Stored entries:
------------------------------------

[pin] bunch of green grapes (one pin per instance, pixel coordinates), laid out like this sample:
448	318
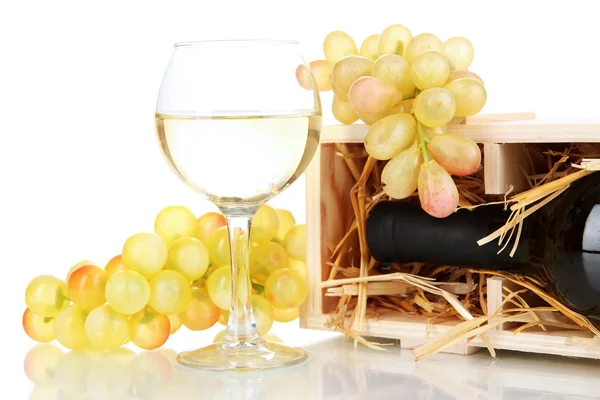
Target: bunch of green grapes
407	89
178	275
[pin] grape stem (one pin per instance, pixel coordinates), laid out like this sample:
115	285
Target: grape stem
423	142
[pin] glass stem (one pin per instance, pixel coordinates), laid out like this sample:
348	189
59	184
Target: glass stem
241	326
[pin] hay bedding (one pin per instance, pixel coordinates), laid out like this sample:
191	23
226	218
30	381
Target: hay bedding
439	293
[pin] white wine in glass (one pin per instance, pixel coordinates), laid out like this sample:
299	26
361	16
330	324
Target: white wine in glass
236	127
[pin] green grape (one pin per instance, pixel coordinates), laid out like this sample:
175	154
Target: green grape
437	191
295	242
469	94
297	265
265	225
394	69
175	321
149	329
370	47
286	221
37	327
114	265
346	71
190	257
76	266
263	313
127	292
286	315
387	137
46	295
218	247
370	95
86	286
170	292
370	119
430	70
145	253
459	52
201	313
394	39
321	72
458	155
69	327
224	317
343	111
286	288
106	328
266	258
175	222
454	75
434	107
218	285
400	174
40	363
207	224
430	133
422	43
337	45
408	105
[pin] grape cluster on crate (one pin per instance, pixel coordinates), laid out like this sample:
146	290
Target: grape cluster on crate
408	89
180	274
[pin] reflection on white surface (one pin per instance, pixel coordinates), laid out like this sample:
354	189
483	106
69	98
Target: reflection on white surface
334	372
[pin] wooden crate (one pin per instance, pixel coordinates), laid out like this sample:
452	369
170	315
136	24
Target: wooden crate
329	213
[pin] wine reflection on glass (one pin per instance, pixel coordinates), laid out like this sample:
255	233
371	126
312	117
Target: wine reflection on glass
236	127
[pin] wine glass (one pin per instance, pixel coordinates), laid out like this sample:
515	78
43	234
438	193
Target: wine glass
236	127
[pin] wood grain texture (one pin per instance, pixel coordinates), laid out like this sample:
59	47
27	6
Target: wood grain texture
504	166
329	213
490	132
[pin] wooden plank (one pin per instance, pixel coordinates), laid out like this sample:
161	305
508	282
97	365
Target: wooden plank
412	331
503	167
313	235
562	343
534	132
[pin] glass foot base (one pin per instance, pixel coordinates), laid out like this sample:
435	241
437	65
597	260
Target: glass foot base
242	357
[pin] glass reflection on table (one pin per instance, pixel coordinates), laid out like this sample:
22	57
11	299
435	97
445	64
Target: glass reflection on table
334	372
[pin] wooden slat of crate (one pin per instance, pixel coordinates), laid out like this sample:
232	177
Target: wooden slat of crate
329	213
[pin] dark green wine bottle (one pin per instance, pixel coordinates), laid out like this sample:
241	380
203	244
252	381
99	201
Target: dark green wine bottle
559	243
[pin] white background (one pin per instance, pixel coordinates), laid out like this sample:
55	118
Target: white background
80	167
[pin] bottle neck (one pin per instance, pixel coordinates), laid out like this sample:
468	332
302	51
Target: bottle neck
401	232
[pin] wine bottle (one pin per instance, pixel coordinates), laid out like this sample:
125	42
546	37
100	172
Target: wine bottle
559	243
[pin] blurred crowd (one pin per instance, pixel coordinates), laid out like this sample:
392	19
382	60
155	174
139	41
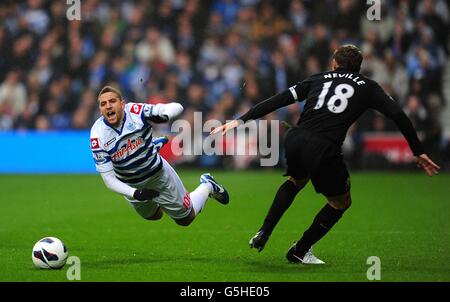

------------------------------------

» **Request**:
Locate every line of the items that contains the word "table" and copy each of those lines.

» **Response to this task**:
[pin] glass reflection on table (one pin per instance, pixel coordinates), laid out like this sample:
Target: glass reflection on table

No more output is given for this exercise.